%%

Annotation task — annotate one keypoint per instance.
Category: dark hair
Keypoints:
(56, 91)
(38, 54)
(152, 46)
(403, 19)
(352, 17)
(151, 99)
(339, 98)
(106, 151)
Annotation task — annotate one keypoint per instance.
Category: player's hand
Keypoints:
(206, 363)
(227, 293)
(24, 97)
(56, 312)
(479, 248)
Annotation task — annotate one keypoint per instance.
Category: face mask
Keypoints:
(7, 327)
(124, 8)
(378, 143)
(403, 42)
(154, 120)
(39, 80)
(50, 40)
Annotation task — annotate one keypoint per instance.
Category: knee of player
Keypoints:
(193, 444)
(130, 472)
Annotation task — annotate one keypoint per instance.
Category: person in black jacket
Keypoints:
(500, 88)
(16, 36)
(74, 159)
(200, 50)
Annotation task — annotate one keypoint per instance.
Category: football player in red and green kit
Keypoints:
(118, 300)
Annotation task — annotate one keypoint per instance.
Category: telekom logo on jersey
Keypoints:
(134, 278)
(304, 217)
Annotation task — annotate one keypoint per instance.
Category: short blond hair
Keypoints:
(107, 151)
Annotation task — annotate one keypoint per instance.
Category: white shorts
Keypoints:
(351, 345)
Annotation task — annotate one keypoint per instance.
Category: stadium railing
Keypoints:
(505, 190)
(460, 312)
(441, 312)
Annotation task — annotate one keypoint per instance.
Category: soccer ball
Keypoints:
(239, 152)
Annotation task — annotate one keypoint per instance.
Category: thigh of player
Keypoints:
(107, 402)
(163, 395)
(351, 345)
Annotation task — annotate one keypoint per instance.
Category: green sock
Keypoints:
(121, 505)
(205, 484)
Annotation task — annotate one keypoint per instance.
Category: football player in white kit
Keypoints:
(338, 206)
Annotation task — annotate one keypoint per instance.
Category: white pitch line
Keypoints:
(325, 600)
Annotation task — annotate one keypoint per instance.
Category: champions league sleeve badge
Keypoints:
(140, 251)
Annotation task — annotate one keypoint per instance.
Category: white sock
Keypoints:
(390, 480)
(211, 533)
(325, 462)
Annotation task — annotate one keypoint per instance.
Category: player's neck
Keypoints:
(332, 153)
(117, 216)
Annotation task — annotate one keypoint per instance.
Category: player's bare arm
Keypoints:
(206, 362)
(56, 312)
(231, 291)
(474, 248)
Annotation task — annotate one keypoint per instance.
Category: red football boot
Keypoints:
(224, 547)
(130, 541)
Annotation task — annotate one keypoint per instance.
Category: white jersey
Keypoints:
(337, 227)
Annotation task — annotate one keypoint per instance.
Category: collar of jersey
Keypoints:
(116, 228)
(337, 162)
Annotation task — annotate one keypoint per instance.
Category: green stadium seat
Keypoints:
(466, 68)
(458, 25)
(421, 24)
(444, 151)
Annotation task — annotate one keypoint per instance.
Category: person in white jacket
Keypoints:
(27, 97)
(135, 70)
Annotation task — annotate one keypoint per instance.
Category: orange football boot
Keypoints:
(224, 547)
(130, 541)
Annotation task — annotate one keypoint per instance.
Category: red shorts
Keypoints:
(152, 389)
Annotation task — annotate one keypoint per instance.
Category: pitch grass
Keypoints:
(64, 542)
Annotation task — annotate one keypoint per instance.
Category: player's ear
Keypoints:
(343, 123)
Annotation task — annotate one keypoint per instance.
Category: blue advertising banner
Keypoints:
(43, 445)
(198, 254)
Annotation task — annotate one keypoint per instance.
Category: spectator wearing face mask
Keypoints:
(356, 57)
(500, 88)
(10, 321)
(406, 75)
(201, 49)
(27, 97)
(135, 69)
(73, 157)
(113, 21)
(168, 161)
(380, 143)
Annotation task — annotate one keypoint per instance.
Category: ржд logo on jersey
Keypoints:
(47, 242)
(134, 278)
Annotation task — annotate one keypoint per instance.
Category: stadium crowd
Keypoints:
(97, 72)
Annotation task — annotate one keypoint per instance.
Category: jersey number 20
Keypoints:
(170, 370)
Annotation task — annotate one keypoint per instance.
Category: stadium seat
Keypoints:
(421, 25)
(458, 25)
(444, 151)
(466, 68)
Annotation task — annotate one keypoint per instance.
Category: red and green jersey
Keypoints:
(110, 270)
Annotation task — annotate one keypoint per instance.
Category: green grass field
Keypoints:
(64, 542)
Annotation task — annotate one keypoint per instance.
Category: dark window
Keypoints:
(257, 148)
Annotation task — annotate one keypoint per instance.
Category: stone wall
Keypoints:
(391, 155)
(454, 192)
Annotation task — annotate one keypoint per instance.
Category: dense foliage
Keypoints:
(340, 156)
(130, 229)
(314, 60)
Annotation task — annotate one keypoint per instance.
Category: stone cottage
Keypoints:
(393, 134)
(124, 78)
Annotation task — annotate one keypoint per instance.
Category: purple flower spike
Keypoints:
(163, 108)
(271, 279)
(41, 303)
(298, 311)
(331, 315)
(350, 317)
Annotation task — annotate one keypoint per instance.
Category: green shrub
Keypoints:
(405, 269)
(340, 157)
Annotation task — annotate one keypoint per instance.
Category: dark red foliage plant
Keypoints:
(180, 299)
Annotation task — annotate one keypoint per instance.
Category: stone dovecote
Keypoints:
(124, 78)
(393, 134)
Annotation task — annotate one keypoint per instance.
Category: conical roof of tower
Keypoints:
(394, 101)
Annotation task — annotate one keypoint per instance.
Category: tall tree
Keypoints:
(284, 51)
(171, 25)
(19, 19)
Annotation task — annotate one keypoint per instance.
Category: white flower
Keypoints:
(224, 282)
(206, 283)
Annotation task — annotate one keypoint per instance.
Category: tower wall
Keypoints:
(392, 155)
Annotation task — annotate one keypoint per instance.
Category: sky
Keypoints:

%%

» WHAT TO PRODUCE: Where the string "stone" occurs in a line of the listing, copy the line.

» WRITTEN RESPONSE:
Category: stone wall
Category: stone cottage
Category: stone dovecote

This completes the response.